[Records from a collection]

Start of Block

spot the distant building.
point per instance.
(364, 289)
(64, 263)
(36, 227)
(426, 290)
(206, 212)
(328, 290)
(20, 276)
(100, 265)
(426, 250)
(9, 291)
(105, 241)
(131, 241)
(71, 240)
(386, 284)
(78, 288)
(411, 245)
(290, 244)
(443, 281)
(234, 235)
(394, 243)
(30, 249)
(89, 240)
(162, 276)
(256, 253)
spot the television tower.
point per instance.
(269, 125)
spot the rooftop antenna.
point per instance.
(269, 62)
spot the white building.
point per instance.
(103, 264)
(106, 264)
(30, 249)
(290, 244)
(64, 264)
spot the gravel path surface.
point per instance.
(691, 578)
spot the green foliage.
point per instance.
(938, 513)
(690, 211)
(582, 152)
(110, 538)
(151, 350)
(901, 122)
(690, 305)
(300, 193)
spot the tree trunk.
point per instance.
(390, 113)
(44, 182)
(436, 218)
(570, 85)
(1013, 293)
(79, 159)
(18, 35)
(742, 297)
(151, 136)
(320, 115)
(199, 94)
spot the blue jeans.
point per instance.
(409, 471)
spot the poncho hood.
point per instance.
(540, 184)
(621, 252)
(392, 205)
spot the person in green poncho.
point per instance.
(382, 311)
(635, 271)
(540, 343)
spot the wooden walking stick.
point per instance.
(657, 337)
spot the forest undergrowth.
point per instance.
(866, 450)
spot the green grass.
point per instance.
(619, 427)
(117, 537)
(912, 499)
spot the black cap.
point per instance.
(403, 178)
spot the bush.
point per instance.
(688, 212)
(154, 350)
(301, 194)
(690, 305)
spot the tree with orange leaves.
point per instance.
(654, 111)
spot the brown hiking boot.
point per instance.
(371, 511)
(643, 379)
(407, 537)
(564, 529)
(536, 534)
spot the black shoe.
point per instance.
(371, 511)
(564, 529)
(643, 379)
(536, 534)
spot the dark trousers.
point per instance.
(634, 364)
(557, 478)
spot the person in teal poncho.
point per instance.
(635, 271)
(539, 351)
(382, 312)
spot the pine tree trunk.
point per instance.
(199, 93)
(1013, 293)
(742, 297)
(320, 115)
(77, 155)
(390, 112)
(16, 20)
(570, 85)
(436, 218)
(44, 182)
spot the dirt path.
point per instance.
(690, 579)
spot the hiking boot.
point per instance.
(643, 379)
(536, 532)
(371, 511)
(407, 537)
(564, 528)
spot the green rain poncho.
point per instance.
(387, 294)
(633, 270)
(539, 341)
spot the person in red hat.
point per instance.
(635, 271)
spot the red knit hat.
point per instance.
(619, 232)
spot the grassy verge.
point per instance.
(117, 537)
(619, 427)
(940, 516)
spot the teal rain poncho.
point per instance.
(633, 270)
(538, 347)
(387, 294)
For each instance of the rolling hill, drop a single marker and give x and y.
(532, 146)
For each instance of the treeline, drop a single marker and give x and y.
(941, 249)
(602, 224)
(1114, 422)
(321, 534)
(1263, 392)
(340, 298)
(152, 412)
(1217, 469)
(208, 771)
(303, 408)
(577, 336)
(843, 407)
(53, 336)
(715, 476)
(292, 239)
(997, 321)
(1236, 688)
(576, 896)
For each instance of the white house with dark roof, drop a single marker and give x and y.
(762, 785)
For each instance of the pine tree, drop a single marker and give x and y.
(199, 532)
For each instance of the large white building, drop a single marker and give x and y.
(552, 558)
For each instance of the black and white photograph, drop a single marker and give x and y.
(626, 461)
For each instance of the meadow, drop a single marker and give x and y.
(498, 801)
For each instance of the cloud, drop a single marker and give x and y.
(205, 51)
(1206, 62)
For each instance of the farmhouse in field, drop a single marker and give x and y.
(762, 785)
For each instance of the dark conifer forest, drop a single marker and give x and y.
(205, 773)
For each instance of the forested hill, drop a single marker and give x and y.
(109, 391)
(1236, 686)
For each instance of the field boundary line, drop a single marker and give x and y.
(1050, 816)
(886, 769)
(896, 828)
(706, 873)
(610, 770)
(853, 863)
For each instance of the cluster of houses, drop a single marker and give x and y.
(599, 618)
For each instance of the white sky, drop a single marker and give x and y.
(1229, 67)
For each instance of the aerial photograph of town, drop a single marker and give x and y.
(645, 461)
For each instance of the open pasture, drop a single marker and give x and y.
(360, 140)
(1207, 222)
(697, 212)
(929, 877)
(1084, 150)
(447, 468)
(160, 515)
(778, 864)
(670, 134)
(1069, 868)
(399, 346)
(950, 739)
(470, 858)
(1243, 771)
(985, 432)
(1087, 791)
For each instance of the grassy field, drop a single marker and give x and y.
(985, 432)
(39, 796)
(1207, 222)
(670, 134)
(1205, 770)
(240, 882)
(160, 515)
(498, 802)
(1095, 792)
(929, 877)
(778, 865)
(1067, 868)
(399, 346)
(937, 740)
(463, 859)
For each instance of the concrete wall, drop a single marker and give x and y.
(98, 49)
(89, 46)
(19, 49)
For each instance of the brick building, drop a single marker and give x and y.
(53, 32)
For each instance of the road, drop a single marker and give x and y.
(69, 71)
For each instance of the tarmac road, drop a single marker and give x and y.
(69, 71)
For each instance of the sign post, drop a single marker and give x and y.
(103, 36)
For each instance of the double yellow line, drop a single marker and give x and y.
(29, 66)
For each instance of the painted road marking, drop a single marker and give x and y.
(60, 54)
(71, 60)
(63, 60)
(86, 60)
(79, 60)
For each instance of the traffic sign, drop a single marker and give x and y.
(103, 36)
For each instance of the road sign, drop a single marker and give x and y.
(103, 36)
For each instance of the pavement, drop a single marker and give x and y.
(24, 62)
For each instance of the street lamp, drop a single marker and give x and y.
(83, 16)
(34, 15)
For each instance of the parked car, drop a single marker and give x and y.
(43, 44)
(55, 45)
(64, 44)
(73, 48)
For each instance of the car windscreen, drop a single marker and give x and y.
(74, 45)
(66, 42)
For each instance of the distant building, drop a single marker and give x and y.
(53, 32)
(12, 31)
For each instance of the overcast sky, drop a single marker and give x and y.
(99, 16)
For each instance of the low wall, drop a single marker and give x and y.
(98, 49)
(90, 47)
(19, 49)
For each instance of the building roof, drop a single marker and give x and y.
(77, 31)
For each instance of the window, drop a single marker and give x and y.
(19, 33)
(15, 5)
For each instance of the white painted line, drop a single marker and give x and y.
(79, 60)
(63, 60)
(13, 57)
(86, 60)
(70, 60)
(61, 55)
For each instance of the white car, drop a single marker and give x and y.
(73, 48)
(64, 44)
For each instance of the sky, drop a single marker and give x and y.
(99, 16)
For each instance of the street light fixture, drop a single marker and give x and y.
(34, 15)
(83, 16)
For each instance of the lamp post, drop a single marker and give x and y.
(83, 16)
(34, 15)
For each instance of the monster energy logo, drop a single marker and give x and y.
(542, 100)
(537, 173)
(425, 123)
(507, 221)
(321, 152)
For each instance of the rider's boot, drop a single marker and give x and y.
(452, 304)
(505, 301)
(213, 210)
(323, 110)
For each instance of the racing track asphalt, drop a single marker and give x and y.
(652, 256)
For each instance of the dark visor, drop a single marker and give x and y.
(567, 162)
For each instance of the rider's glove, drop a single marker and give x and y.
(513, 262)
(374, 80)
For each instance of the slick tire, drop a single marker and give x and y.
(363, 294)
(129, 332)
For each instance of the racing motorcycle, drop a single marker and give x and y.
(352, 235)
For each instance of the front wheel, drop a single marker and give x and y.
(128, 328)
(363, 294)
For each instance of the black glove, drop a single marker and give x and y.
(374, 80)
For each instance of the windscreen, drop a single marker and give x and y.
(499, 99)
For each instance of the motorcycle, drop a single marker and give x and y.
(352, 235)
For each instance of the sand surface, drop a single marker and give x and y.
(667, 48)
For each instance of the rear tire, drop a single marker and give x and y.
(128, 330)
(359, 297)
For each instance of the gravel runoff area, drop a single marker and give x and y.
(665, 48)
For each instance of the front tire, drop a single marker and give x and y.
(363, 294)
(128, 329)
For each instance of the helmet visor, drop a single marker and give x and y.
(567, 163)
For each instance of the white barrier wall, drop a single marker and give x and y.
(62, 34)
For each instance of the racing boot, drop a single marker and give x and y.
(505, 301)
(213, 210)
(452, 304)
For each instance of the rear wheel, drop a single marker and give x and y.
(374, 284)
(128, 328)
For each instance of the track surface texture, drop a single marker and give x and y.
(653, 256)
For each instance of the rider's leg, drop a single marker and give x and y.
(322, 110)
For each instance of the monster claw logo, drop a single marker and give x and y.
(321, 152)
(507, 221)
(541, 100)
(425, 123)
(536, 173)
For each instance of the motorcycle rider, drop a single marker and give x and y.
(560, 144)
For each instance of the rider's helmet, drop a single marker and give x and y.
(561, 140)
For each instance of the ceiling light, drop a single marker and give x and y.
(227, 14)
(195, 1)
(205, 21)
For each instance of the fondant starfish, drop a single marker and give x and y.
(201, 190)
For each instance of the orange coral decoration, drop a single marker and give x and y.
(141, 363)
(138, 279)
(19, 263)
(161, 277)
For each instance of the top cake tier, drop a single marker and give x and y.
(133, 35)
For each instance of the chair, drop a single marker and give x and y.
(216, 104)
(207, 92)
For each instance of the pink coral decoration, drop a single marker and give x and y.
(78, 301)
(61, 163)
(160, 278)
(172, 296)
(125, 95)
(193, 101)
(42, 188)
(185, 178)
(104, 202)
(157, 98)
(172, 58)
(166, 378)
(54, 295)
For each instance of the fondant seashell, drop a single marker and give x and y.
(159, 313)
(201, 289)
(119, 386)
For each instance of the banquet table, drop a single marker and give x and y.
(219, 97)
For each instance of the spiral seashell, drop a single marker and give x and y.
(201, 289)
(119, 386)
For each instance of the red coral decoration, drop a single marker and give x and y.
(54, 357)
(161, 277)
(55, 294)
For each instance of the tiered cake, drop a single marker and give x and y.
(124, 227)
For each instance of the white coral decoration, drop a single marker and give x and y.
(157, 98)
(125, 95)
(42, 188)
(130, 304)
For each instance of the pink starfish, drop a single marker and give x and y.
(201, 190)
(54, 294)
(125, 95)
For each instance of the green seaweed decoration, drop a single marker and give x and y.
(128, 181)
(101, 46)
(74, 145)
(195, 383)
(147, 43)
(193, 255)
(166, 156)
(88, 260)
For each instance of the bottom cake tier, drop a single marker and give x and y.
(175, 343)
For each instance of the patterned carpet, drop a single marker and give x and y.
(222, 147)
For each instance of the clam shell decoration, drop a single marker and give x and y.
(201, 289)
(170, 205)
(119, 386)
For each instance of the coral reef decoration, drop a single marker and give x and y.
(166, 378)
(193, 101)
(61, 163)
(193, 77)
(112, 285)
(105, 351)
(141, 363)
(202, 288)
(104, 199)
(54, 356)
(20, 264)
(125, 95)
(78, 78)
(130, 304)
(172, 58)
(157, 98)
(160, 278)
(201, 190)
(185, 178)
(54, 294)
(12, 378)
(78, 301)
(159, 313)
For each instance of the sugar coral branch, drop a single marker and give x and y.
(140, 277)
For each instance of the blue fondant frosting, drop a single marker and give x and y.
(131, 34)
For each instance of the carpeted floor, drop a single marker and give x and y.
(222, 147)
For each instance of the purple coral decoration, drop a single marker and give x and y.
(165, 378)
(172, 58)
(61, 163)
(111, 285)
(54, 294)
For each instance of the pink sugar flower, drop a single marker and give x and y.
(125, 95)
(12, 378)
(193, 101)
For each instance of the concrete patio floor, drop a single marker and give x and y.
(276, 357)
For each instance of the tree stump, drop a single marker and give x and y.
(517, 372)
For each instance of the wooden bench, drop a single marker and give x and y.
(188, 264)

End of Block

- _About this exercise_:
Above are the entries. Quote exactly the lines from the one bearing "spot the tree with orange leaves." through the one bearing "spot the person in red hat.".

- _Response for this exercise_:
spot the tree with orange leaves.
point per instance.
(654, 111)
spot the brown hiking boot.
point per instance.
(371, 511)
(643, 379)
(407, 537)
(564, 529)
(536, 534)
spot the black shoe.
point per instance.
(371, 511)
(564, 529)
(643, 379)
(536, 534)
spot the dark trousers.
point per instance.
(634, 364)
(557, 478)
spot the person in teal poncho.
point per instance.
(635, 271)
(539, 351)
(382, 312)
spot the pine tree trunk.
point per instance.
(199, 93)
(1013, 293)
(742, 297)
(320, 115)
(77, 155)
(390, 112)
(16, 20)
(570, 85)
(436, 218)
(44, 182)
spot the dirt path.
point per instance.
(690, 579)
spot the hiking boot.
point per instance.
(643, 379)
(536, 532)
(371, 511)
(407, 537)
(564, 528)
spot the green rain poncho.
point per instance.
(387, 294)
(633, 270)
(539, 341)
spot the person in red hat.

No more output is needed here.